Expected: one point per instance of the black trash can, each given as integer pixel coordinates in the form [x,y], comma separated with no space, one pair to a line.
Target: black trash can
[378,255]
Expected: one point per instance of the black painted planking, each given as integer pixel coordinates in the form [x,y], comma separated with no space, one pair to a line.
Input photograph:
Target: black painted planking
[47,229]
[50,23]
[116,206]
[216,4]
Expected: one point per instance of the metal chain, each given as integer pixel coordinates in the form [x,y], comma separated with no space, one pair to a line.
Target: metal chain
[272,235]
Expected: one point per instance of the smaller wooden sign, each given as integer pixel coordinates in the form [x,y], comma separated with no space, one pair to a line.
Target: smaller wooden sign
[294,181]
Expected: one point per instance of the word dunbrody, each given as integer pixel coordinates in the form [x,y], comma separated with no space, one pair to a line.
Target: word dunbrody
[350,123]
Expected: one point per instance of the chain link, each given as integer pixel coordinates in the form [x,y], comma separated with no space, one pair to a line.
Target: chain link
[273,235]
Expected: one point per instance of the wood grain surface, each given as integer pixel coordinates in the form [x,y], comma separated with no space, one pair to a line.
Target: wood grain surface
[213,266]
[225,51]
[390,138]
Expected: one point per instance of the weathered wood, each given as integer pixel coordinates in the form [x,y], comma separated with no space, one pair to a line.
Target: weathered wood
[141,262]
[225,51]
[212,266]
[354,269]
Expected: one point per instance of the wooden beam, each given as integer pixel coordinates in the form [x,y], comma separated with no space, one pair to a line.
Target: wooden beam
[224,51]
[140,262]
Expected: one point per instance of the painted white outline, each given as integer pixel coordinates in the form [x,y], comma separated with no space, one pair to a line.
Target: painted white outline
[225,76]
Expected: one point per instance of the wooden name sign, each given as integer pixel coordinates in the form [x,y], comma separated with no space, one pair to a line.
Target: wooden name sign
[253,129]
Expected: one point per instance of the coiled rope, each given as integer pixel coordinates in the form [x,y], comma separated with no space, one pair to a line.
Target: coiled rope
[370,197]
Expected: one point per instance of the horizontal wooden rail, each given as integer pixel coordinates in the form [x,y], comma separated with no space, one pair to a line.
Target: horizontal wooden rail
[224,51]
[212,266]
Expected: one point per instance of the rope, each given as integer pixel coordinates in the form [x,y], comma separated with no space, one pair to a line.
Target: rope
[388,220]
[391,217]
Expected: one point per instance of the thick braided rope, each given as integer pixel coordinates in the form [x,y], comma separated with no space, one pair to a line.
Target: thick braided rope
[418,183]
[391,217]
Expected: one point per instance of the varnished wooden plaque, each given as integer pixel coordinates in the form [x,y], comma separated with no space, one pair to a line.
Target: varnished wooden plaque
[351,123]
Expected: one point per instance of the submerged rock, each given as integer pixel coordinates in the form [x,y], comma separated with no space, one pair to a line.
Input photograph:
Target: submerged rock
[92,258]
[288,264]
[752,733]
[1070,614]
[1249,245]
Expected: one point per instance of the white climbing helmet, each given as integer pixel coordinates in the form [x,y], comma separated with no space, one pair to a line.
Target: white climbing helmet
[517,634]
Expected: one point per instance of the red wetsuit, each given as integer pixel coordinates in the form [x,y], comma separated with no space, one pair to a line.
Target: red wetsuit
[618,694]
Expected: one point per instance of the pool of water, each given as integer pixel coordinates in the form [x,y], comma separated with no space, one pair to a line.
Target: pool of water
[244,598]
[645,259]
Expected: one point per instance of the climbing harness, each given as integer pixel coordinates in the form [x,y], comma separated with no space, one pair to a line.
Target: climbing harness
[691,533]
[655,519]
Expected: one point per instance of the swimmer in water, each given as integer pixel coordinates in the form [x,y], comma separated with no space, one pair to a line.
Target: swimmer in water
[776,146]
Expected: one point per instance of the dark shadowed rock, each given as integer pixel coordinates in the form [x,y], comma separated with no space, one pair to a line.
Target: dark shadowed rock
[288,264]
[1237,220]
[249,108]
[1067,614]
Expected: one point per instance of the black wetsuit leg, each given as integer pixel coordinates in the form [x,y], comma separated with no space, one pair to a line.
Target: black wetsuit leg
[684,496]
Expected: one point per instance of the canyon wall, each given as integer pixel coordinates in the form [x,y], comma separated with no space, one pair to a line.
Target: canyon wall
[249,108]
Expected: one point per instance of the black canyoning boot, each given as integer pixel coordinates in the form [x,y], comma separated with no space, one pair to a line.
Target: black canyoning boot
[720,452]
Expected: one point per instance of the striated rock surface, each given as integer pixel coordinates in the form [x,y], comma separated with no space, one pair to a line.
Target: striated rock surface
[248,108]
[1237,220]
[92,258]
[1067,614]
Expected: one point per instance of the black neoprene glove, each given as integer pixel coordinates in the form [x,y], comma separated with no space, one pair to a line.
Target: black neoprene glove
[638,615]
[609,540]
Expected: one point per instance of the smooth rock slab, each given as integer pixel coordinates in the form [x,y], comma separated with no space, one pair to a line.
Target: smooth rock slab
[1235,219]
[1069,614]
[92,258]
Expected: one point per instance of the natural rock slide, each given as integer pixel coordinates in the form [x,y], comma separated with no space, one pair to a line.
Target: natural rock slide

- Work required:
Write out all the items again, substituting "image coordinates" for every "pixel coordinates" and changing nothing else.

- Finished task:
Expected: one point per instance of the black trash can, each given as integer image coordinates in the form [x,y], comma separated with no space, one pair to a line.
Target: black trash can
[378,255]
Expected: one point per instance of the black painted planking, each given as integer image coordinates in the form [x,y], comma separated with no space, one pair to a line.
Input photograph:
Target: black painted planking
[47,229]
[50,23]
[116,206]
[216,4]
Expected: one point per instance of the metal chain, each given as integer image coordinates in the form [x,y], comma separated with no space, one pair to a line.
Target: metal chain
[272,235]
Expected: one point per instance of the smaller wooden sign, each given as integer image coordinates in the form [x,y], comma separated with no space, one pair to a line.
Target: smaller wooden sign
[294,181]
Expected: one point per instance of the word dunbrody, each given as integer image coordinates in the form [x,y], comma separated with no space, one pair to a line.
Target: word dunbrody
[350,123]
Expected: one point per instance of the chain link, each given as integer image coordinates in the form [x,y], comma separated with no space, one pair to a line.
Target: chain link
[273,235]
Expected: one point per instance of the wood grain surface, each given as integer image coordinates in the form [x,y], comma separated with no space, one pair to a line.
Target: wood grain surface
[213,266]
[225,51]
[390,138]
Expected: one point per instance of the weathered wood, each given as integer image coordinates in the form [x,y], comma separated with no space, one pair to a line.
Target: weathered wood
[141,262]
[225,51]
[212,266]
[354,269]
Expected: one point per instance of the wooden beam, each given as integer image coordinates in the form [x,y], comma separated with no space, one pair to a line.
Target: wooden beam
[224,51]
[140,262]
Expected: one point per instance of the painted white outline, each given as integer image coordinates in the form [x,y], comma separated with no space, one pair to a line.
Target: painted white outline
[225,76]
Expected: one point per instance of the wooden name sign, each given as integer image coordinates in the form [x,y], comma separated with no space, one pair to a line.
Target: wooden name sign
[253,129]
Expected: one point per instance of the coiled rope, each given as integer image coordinates in the form [x,y], comma separated with no space, one pair to a line.
Target: coiled rope
[370,197]
Expected: one point per instance of the horizontal wooden rail, each given as integer image coordinates in the form [x,y], comma separated with no space, one pair to a line.
Target: horizontal wooden rail
[224,51]
[212,266]
Expected: one point per instance of the rope, each given as integer image coordinates in the form [x,y], comma separated with no space, one pair to a line.
Target: rope
[388,220]
[391,217]
Expected: one point per instance of the thick braided rope, each given as integer image coordinates in the form [x,y], comma separated with no space, one pair to a line.
Target: thick braided rope
[418,183]
[391,217]
Expected: one point per instance of the varnished wooden plaque, each given as integer image coordinates in the form [x,y], comma separated with no space, one pair to a line.
Target: varnished wooden plaque
[351,123]
Expected: one point per instance of the submerged rock, each given as integer image coordinates in the form [x,y], comma separated with no space, one pair to a line.
Input photograph:
Target: submerged rock
[92,258]
[288,264]
[752,733]
[1070,614]
[1249,245]
Expected: one point per instance of the white climbing helmet, each given as integer image coordinates in the form [x,y], comma separated with no space, one pair to a line.
Target: white climbing helmet
[517,634]
Expected: one point per instance of the red wetsuit, each given as integer image coordinates in the form [x,y], comma separated with no space, one pair to a line.
Target: red wetsuit
[618,694]
Expected: one point per instance of the pool of water, each given as integer image coordinates in the form [x,y], comma separated with no space, one pair to a line.
Target: pool of water
[244,598]
[645,259]
Expected: one point per instance of the climbing harness, each given as integer image coordinates in the form [x,y], comma separated with no space, one pair to a line.
Target: climbing harness
[691,533]
[655,519]
Expected: one point per instance of the swimmer in water, each given as integer image coordinates in the form [x,y], comma separated with no space, one pair to a line.
Target: swimmer in water
[776,146]
Expected: one point per instance of the dark shadowed rock, each given as integer image coordinates in the form [x,y], comma separated with no space, one pair to a line.
Target: dark shadowed rock
[288,264]
[1237,220]
[249,108]
[1067,614]
Expected: one point per instance of the black wetsuit leg, each given as integer image coordinates in the form [x,y], comma separated with no space, one pair to a line.
Target: black wetsuit leg
[684,496]
Expected: one point per instance of the canyon wall, each given as integer image coordinates in the form [x,y], comma separated with no space, one pair to a line.
Target: canyon wall
[249,108]
Expected: one point per instance of the black canyoning boot, each given as integer image coordinates in the form [x,y], comma separated with no space, one pair to a line.
Target: black canyoning boot
[720,452]
Expected: one point per instance of the striated rock surface, each given as integer image coordinates in the form [x,y], comma separated with no space, one pair to a line.
Target: striated rock surface
[248,108]
[1237,220]
[92,258]
[1067,614]
Expected: one point per instance of the black neoprene glove, each given as integer image coordinates in the form [x,y], comma separated with no space, one pair to a line.
Target: black neoprene glove
[638,615]
[609,540]
Expected: one point per instance of the smooth rock slab, each given as integer image coordinates in the form [x,y], comma separated with no space, one pair to a line.
Target: smooth rock slab
[1235,219]
[1069,614]
[92,258]
Expected: one point per instance of the natural rock slide, each given as integer image coordinates in the form [x,y], comma separated with no space, one pair to a line.
Target: natural rock slide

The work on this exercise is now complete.